- [WORK REQUIRED]:
Gather every line from the rows below that contains the word "grass", and copy each of those lines in full.

- [DATASET RECORDS]:
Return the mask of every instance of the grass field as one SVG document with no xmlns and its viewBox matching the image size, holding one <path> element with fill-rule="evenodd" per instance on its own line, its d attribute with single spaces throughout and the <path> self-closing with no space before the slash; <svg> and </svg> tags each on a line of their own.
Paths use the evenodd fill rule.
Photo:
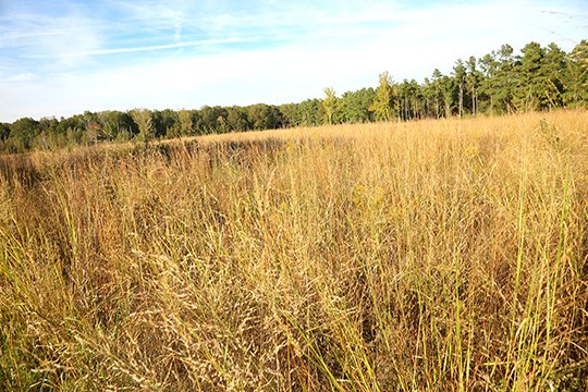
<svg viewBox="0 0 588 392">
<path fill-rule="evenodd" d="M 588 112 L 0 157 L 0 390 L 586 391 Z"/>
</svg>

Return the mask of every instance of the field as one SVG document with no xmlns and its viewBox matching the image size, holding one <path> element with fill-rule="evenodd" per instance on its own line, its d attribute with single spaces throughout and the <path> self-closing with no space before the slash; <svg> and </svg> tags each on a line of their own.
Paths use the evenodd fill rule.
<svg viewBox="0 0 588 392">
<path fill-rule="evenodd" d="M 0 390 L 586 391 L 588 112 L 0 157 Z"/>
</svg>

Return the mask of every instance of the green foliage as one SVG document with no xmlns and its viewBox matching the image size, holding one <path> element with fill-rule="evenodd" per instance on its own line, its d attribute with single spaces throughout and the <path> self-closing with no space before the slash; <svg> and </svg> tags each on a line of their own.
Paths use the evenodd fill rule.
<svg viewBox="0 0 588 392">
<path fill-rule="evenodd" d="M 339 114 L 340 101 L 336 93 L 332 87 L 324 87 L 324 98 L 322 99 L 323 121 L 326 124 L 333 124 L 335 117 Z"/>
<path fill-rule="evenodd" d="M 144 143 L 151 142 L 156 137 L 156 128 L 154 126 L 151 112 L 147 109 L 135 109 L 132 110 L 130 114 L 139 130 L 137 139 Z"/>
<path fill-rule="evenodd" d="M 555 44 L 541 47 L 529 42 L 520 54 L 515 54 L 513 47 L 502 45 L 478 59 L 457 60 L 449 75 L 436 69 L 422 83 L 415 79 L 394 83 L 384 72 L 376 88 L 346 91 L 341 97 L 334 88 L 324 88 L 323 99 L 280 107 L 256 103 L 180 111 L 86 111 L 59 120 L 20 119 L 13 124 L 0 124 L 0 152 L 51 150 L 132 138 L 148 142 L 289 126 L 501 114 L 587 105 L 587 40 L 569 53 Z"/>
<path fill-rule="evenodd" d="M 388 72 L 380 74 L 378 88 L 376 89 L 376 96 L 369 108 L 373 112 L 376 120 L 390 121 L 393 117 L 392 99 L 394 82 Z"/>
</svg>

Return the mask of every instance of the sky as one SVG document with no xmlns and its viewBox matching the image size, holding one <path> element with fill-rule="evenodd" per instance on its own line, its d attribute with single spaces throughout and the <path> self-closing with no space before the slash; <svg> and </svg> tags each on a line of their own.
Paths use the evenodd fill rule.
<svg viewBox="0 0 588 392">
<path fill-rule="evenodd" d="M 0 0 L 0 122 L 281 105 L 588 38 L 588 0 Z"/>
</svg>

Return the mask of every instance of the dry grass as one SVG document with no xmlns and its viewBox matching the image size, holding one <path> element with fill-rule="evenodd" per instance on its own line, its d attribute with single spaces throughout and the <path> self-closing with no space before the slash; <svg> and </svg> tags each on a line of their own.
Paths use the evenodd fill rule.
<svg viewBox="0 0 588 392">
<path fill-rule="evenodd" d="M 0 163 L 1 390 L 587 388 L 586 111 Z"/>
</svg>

---

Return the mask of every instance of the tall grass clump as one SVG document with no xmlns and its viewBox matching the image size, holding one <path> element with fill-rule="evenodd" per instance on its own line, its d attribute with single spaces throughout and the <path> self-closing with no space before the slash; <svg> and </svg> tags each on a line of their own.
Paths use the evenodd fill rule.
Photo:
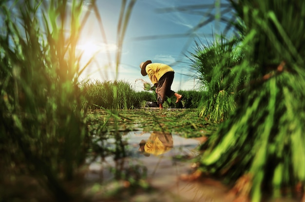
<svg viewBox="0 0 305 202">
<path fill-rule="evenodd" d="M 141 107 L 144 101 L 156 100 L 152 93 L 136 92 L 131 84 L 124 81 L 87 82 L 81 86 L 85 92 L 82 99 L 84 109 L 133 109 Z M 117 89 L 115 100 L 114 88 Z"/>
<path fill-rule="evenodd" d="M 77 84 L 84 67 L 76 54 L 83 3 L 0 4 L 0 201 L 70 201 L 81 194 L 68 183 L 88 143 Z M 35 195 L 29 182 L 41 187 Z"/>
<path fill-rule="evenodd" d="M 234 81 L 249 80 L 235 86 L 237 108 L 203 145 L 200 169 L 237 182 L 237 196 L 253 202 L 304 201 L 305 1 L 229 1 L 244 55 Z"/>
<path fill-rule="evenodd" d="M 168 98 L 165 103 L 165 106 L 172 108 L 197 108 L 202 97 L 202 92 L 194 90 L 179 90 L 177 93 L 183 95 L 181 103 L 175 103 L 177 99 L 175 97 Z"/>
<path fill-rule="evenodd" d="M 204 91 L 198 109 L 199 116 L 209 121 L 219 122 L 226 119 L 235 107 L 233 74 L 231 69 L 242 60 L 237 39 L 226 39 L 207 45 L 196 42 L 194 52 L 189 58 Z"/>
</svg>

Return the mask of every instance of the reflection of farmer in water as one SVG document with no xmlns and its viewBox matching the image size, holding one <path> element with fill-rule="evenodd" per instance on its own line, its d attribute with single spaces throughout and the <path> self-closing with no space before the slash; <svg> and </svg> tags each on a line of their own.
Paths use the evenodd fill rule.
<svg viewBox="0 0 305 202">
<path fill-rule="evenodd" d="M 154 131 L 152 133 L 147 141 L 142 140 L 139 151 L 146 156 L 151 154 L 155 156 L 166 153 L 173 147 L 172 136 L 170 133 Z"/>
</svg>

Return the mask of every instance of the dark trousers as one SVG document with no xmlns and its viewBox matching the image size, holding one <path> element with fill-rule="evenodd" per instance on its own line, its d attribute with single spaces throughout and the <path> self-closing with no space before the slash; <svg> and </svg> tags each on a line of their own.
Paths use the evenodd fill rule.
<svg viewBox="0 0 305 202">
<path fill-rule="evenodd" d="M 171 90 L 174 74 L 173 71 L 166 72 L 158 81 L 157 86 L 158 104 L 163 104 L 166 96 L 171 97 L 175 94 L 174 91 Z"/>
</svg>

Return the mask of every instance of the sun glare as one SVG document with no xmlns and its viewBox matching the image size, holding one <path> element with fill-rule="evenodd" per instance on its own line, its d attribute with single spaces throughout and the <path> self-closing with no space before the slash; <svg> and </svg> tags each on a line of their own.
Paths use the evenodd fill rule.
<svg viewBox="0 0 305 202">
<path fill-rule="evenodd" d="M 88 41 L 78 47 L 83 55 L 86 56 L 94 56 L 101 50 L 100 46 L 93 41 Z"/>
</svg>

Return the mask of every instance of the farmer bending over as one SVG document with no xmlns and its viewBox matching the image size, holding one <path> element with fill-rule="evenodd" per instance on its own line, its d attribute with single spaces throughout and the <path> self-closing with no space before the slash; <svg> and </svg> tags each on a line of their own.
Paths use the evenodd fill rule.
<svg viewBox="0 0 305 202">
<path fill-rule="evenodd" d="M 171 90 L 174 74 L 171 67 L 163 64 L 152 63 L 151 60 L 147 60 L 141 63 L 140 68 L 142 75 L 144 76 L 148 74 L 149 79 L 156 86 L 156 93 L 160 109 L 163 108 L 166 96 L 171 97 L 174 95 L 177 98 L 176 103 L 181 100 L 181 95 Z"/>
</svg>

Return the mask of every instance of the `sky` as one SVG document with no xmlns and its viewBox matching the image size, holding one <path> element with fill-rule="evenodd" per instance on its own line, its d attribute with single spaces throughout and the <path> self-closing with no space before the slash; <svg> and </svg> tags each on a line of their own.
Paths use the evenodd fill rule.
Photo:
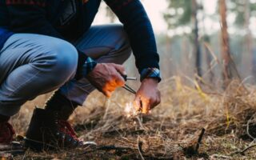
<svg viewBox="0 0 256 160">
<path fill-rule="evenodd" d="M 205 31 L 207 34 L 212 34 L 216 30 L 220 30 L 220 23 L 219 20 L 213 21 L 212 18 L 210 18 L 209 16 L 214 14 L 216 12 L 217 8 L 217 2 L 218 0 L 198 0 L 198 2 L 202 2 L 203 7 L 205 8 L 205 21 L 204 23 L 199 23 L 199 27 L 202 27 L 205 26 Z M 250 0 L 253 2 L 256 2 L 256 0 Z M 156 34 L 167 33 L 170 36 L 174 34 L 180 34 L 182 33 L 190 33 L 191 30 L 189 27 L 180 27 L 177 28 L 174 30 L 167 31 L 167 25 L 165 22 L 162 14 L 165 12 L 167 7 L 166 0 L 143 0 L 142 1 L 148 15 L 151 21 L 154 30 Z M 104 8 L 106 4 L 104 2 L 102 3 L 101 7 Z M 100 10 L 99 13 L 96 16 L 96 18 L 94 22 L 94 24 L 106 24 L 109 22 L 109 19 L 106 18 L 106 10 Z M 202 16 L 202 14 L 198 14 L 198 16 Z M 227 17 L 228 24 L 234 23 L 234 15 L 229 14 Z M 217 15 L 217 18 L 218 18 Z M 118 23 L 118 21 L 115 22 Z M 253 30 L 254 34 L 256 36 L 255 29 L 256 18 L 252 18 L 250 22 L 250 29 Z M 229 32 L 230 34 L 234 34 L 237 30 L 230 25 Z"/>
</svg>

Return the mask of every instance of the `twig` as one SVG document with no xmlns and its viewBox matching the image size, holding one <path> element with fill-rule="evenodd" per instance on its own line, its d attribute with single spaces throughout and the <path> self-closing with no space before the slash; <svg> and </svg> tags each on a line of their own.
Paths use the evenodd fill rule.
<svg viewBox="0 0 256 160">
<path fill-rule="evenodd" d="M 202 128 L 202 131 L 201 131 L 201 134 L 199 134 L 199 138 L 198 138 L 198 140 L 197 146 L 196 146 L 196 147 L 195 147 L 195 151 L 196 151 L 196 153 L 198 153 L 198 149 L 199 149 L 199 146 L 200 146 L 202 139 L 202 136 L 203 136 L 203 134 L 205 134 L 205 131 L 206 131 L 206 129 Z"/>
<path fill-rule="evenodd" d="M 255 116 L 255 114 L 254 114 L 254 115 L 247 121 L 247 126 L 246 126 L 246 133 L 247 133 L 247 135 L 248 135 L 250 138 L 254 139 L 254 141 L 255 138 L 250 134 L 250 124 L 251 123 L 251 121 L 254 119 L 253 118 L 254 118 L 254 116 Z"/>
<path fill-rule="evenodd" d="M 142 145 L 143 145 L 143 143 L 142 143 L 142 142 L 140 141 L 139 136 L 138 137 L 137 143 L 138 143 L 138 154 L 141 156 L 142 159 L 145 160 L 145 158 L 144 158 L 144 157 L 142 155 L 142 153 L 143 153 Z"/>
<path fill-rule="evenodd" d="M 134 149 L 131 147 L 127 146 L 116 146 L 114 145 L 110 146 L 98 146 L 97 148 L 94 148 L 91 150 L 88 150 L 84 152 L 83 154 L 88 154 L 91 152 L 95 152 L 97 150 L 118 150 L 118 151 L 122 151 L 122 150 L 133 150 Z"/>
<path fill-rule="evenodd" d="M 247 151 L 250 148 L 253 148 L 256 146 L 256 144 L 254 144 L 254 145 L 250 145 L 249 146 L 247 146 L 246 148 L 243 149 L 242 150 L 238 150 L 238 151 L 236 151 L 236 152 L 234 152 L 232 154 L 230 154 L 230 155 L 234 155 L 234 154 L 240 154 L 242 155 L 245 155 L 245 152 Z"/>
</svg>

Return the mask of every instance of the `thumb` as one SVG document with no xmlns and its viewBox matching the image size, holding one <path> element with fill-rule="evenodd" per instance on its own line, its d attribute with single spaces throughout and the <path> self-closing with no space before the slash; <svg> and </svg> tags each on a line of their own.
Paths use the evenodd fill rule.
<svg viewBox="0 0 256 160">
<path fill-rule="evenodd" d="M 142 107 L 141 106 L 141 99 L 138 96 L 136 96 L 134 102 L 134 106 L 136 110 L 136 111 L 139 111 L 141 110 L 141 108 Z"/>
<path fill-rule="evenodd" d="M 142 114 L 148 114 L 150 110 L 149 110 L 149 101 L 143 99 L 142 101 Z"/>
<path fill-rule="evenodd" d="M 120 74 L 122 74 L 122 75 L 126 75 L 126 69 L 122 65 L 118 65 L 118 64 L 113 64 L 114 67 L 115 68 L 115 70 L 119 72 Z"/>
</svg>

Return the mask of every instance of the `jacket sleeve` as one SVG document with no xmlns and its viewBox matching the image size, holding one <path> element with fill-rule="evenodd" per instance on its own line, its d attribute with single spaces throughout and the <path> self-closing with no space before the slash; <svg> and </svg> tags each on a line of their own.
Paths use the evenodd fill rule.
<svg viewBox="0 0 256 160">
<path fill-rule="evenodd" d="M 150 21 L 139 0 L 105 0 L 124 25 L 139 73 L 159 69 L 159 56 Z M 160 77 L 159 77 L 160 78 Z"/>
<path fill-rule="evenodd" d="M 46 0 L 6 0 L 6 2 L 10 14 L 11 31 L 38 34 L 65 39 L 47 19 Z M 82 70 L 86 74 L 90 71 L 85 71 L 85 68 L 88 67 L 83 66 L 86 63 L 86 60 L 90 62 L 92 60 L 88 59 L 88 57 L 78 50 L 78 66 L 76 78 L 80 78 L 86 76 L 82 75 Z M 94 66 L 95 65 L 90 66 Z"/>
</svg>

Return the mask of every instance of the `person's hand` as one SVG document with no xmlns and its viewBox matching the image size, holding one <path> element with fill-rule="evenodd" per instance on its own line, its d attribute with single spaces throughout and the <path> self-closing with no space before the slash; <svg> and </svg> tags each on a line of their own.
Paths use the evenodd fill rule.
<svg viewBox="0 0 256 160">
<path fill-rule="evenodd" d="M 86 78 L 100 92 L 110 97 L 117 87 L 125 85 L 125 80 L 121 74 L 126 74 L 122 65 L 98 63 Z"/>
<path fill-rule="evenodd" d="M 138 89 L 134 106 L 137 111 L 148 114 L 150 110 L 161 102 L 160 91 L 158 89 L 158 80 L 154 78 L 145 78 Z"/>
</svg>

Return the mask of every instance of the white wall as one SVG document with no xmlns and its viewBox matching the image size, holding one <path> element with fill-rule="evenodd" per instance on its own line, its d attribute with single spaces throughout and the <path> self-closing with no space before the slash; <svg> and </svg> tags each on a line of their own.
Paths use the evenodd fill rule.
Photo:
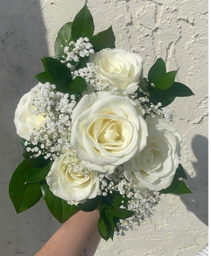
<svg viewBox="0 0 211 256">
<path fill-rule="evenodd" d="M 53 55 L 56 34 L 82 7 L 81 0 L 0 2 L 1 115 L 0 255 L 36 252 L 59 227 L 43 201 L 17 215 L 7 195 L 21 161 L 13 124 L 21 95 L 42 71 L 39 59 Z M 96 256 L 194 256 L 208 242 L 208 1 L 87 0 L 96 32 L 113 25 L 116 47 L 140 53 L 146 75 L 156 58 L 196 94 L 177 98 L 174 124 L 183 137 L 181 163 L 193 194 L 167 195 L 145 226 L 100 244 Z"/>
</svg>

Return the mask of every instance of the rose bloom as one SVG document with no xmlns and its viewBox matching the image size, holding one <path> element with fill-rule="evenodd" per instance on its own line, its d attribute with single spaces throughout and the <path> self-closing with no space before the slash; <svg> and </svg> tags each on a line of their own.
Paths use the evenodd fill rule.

- [ANSWER TO THIS TASK]:
Return the mask of every instance of the grass field as one SVG document with no xmlns and its viewBox matching the image size, holding one <path> element with fill-rule="evenodd" per instance on its own line, its d attribute with single spaces throughout and the <path> self-closing with no space before the slash; <svg> and </svg> tags each on a line of their own.
Return the mask of every instance of the dry grass as one SVG document with no xmlns and its viewBox matching the image size, holding one <path> element with fill-rule="evenodd" per instance on its own line, its d attribute with single spaces throughout and the <path> self-closing with no space before the slash; <svg> and </svg> tags each on a line of their own.
Return the mask of every instance of the tall grass clump as one SVG document with no xmlns and its viewBox matching the image size, holding one <path> element with fill-rule="evenodd" per instance on its own line, its d attribute with single spaces throughout and the <path> self-closing with no space before the slash; <svg> and </svg> tags each on a line of their own.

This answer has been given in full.